**PASSAGE FOR REVIEW**:
== Segment start ==

NHS staff who refuse vaccination could be moved to back-office roles according to care minister

Nurse Eleanor Pinkerton prepares a coronavirus vaccine to be given to a health and care staff member at the NHS Louisa Jordan Hospital in Glasgow, as part of a mass vaccination drive by NHS Greater Glasgow and Clyde. Picture date: Saturday January 23, 2021.
Nurse Eleanor Pinkerton prepares a coronavirus vaccine to be given to a health and care staff member at the NHS Louisa Jordan Hospital in Glasgow, as part of a mass vaccination drive by NHS Greater Glasgow and Clyde. Picture date: Saturday January 23, 2021.
Jane Barlow
Josh Kaplan

By Josh Kaplan


Published: 09/09/2021

- 16:57

Updated: 14/02/2023

- 11:21

The Government has launched a six-week consultation on making vaccination a condition of deployment

Health and care workers who refuse to get vaccinated could be moved to back-office roles, the care minister has suggested.

Helen Whately said there were people who could not have the Covid-19 vaccine for medical reasons but those who decline the jab could lose their frontline jobs.


She told Times Radio: “You can look at whether there are alternative ways somebody could be deployed, for instance, in a role that doesn’t involve frontline work, or doesn’t involve being physically in the same setting as the patient, whether it’s, for instance, working on 111, something like that.

“So we could look at alternative roles for individuals, these are exactly the sorts of things that we can investigate.”

== Segment end ==

**DATA PROVIDED**:
== Segment start ==

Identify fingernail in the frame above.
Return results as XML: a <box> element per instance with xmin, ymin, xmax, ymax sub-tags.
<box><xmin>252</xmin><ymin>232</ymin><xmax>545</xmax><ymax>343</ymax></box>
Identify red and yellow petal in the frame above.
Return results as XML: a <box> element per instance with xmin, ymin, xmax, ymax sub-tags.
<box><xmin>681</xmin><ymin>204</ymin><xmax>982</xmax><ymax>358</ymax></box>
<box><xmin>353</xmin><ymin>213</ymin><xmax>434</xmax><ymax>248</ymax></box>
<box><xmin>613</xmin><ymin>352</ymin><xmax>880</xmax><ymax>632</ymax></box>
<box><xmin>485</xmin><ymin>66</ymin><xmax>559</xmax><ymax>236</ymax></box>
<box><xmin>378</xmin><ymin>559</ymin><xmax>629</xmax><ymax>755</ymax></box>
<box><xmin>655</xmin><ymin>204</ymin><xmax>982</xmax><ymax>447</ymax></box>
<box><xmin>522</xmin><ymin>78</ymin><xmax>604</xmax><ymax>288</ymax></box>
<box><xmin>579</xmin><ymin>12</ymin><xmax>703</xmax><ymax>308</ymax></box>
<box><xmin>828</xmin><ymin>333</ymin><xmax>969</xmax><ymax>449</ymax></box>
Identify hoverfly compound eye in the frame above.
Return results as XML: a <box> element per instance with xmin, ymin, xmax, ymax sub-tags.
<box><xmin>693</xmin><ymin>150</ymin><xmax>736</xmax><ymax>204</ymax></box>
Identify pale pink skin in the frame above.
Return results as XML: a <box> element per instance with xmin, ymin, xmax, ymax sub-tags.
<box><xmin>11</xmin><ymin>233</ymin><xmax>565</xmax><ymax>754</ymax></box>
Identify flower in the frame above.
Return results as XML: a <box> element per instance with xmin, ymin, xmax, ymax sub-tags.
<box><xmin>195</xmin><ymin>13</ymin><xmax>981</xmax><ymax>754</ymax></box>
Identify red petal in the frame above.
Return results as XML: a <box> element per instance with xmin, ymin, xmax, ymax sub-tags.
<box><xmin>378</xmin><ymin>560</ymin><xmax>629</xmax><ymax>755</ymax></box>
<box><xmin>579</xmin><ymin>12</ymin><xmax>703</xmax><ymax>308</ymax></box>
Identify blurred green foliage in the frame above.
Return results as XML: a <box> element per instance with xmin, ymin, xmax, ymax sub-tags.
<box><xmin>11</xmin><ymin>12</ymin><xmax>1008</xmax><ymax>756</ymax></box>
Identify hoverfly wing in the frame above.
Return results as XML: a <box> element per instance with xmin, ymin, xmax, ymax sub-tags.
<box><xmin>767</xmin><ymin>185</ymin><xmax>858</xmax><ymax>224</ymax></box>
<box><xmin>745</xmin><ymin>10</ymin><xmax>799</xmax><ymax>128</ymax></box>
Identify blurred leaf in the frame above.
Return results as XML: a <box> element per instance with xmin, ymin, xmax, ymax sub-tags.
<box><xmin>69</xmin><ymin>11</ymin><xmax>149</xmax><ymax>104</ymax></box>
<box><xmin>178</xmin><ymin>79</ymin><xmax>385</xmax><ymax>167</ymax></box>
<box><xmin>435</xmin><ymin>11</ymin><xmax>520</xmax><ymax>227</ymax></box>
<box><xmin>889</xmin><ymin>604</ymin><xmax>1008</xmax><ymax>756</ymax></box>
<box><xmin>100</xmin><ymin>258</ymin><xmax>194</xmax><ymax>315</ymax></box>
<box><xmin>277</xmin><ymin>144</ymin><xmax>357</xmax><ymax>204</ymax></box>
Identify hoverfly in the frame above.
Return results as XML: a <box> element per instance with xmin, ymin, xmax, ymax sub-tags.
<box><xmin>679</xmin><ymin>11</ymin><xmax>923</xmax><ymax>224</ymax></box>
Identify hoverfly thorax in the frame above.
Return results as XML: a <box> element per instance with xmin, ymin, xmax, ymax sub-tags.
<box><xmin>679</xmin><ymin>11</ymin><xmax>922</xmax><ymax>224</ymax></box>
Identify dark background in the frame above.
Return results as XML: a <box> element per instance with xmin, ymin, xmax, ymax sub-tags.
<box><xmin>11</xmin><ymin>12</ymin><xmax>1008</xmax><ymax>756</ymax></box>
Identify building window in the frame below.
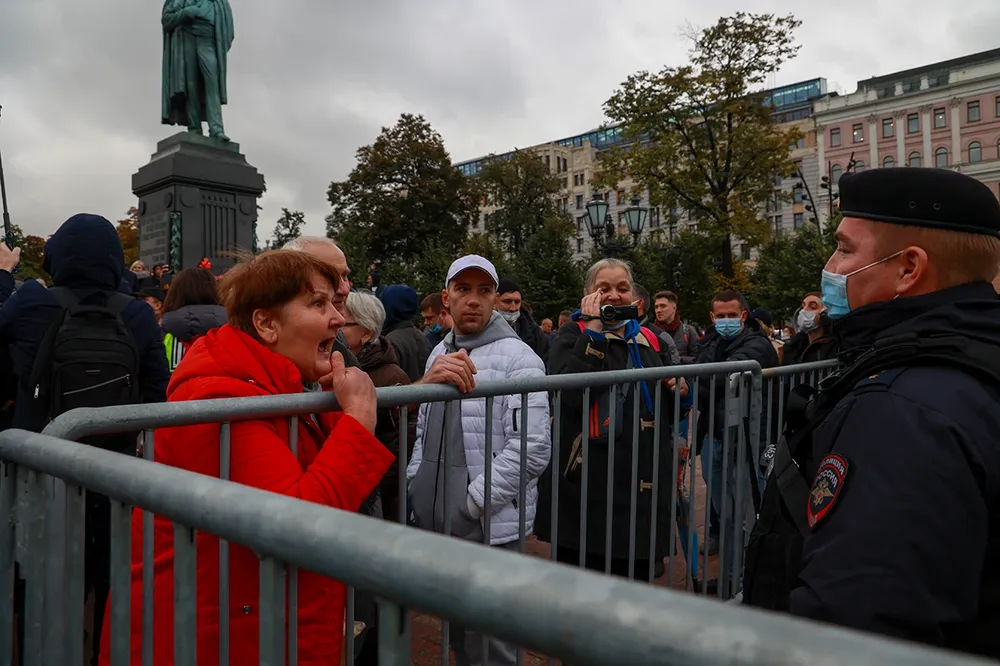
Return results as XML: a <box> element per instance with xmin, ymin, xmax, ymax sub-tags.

== Segment end ==

**REQUIRED ACTION A**: In the article about NHS staff vaccination, explain why working on 111 is given as an example of an alternative role.
**REQUIRED ACTION B**: According to the article about NHS staff vaccination, how long is the consultation the Government has launched?
**REQUIRED ACTION C**: Rewrite the part of the article about NHS staff vaccination that begins at the words "Updated: 14/02/2023" and stops after "their frontline jobs.", replacing "care minister" with "health minister".

**EXERCISE OUTPUT A**: Working on 111 is offered as an example of a role that doesn't involve frontline work or being physically in the same setting as the patient.

**EXERCISE OUTPUT B**: Six weeks.

**EXERCISE OUTPUT C**:
Updated: 14/02/2023

- 11:21

The Government has launched a six-week consultation on making vaccination a condition of deployment

Health and care workers who refuse to get vaccinated could be moved to back-office roles, the health minister has suggested.

Helen Whately said there were people who could not have the Covid-19 vaccine for medical reasons but those who decline the jab could lose their frontline jobs.